▶ _Instructions to follow_:
The reply should hold only the lines from the one with "Step-by-step: (a) view the image above; (b) identify each wet" through the end of the data, each given exactly.

Segment Start: Data for review

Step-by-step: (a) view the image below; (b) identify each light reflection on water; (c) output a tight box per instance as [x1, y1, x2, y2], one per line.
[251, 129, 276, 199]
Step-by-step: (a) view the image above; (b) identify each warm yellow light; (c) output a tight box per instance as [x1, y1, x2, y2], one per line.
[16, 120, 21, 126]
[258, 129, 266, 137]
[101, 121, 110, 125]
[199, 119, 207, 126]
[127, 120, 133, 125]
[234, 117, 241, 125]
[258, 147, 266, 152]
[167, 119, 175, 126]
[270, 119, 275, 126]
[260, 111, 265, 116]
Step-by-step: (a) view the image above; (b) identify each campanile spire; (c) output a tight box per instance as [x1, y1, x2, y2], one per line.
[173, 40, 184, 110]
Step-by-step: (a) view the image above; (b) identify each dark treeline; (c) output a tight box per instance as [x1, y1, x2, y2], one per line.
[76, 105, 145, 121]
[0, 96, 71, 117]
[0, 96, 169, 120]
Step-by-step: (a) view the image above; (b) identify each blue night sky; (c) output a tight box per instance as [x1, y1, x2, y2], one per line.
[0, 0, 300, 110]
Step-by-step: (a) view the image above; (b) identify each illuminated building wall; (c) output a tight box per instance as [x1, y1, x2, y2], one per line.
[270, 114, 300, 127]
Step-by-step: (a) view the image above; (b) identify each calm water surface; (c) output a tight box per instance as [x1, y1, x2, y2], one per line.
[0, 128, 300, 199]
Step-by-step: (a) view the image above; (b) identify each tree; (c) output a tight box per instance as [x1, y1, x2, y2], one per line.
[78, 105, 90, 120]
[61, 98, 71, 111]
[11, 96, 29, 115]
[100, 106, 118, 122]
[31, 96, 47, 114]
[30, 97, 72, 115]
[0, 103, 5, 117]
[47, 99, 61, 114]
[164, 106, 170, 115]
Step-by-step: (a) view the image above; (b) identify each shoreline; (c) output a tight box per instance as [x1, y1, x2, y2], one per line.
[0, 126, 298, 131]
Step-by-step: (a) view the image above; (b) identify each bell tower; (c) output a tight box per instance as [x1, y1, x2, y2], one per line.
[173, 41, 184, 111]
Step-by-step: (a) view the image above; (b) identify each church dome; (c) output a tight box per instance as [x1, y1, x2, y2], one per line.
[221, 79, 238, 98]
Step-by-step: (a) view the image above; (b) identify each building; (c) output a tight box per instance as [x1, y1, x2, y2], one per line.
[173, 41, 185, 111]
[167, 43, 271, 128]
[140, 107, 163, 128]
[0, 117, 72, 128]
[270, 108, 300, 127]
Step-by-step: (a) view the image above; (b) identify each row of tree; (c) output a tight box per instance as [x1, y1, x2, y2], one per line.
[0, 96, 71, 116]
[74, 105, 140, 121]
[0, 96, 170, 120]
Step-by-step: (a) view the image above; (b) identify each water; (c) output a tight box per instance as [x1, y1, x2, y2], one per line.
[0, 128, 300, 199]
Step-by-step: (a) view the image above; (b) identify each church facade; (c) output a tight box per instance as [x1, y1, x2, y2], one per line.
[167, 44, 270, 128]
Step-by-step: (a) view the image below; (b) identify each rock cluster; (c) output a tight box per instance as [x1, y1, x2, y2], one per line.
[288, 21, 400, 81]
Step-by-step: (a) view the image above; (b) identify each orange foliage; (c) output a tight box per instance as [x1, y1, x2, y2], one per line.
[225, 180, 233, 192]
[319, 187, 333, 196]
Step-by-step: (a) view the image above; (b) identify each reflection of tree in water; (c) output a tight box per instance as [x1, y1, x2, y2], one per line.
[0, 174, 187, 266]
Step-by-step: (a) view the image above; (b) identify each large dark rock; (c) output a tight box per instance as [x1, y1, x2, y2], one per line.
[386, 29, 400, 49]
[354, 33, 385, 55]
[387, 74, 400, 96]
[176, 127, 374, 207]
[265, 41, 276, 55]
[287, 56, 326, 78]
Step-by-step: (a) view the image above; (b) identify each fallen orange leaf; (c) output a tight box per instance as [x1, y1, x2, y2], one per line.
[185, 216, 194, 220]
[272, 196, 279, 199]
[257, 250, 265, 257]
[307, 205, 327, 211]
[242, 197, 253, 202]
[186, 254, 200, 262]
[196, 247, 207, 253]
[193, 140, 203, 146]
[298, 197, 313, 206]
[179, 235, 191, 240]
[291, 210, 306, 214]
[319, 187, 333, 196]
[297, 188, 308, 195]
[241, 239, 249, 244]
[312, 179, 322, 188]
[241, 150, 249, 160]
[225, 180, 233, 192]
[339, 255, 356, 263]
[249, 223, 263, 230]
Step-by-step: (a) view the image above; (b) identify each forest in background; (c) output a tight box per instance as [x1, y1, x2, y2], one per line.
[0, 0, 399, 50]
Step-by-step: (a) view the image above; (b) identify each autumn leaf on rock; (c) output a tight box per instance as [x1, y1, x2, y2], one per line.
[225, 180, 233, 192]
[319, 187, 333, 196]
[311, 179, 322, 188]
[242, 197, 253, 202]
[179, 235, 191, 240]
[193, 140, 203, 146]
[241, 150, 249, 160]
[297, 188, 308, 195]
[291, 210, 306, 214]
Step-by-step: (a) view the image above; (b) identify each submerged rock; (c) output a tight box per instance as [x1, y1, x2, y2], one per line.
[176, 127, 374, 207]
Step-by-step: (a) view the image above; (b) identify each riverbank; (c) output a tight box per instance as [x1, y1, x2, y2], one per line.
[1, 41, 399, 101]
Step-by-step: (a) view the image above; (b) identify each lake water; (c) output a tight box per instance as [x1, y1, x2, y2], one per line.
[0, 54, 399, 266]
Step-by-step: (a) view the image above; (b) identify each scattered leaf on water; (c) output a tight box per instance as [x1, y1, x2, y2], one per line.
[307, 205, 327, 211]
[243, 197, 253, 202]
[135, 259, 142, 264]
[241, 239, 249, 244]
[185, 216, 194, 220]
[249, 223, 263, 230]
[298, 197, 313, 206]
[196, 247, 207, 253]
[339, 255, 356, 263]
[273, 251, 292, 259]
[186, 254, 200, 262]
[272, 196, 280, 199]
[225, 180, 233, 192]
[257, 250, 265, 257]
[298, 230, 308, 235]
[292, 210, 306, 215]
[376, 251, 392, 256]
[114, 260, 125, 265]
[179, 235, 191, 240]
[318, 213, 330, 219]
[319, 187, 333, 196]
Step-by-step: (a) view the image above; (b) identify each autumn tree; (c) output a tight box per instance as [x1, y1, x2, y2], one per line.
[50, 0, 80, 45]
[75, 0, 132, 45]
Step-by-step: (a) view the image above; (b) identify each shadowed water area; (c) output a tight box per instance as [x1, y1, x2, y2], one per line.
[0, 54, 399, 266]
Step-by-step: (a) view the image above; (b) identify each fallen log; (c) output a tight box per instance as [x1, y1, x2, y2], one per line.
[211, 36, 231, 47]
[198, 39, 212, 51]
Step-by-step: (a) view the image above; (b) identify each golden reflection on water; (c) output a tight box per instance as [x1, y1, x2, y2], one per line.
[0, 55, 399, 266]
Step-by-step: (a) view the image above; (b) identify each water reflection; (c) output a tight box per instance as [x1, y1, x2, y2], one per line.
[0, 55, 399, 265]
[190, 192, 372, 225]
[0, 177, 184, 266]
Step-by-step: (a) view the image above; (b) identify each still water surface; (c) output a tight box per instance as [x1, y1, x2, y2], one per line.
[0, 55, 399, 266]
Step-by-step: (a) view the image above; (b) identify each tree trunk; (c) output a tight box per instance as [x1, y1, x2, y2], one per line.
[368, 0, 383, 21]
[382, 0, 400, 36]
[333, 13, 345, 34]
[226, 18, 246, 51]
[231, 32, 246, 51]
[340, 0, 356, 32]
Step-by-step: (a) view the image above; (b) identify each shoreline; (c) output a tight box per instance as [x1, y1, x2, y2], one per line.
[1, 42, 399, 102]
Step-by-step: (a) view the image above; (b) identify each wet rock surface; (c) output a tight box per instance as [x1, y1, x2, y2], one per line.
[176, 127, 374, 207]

Segment End: Data for review

▶ _Response_:
Step-by-step: (a) view the image above; (b) identify each wet rock surface; (c) output a tight box per instance as [x1, y1, x2, y2], one per line.
[176, 127, 374, 207]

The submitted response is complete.